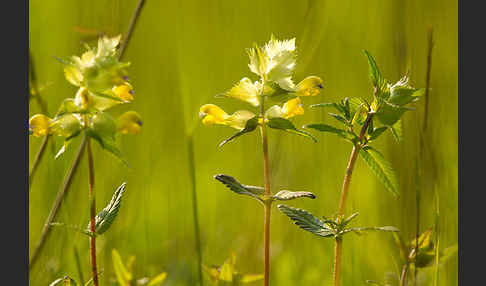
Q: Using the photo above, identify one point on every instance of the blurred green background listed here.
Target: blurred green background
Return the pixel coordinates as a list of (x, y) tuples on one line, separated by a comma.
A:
[(185, 52)]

* * * *

With the pictures omitted, the records above are to be repeated exactly.

Q: Using the photo above, identify one point on every instance of the blurred green background listed here.
Target: blurred green background
Return the pixel coordinates as a list of (x, y) tuples on one line, separated by a comma.
A:
[(185, 52)]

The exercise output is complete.